__What is being asked__.
Repeat the listing in full. Nothing may be added or left out.

__Provided data__.
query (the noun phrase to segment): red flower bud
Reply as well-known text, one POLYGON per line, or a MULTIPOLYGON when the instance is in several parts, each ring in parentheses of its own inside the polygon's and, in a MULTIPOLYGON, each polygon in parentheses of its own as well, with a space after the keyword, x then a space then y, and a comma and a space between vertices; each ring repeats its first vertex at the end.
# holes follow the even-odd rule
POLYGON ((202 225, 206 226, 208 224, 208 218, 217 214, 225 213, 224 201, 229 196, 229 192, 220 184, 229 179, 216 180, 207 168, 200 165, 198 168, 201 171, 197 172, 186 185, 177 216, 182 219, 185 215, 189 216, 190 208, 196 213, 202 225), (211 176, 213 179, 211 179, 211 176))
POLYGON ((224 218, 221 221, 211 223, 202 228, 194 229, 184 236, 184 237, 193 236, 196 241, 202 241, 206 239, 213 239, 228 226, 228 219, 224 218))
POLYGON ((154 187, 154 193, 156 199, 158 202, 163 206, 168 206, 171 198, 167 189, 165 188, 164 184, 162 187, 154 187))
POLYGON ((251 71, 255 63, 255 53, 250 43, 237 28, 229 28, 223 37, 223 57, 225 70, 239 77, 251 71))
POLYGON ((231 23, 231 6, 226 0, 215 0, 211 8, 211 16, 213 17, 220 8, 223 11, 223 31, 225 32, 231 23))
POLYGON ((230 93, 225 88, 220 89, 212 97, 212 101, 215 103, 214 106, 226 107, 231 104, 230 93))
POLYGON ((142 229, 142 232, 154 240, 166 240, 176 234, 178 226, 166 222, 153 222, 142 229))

__Correct output__.
query (the noun phrase to segment): red flower bud
Reply as well-known text, one POLYGON per line, or a MULTIPOLYGON when the instance is in several parts, each ring in parentheses of its own inside the polygon's and, in a MULTIPOLYGON, each polygon in parentheses of its own as well, with a space after the keyword, x then a space then y, and a comma and a space between vertices; each ring repeats its first vertex at the end.
# holes follow the even-odd rule
POLYGON ((202 225, 206 226, 208 224, 208 218, 217 214, 225 213, 224 201, 229 196, 229 192, 220 184, 229 179, 216 180, 207 168, 200 165, 198 168, 201 171, 197 172, 186 185, 177 216, 182 219, 185 215, 189 216, 190 208, 196 213, 202 225), (211 176, 213 179, 211 179, 211 176))
POLYGON ((224 218, 221 221, 211 223, 202 228, 194 229, 184 236, 184 237, 193 236, 196 241, 202 241, 206 239, 213 239, 228 226, 228 219, 224 218))
POLYGON ((154 187, 154 193, 156 199, 158 202, 163 206, 168 206, 171 198, 167 189, 165 188, 164 184, 162 187, 154 187))
POLYGON ((251 71, 255 63, 255 53, 250 43, 237 28, 229 28, 223 37, 223 57, 225 70, 239 77, 251 71))
POLYGON ((231 23, 231 6, 226 0, 215 0, 211 8, 211 16, 213 17, 220 8, 223 11, 223 31, 225 32, 231 23))
POLYGON ((230 93, 225 88, 220 89, 212 97, 212 101, 215 103, 214 106, 226 107, 231 104, 230 93))
POLYGON ((142 229, 142 232, 154 240, 166 240, 176 234, 178 226, 166 222, 153 222, 142 229))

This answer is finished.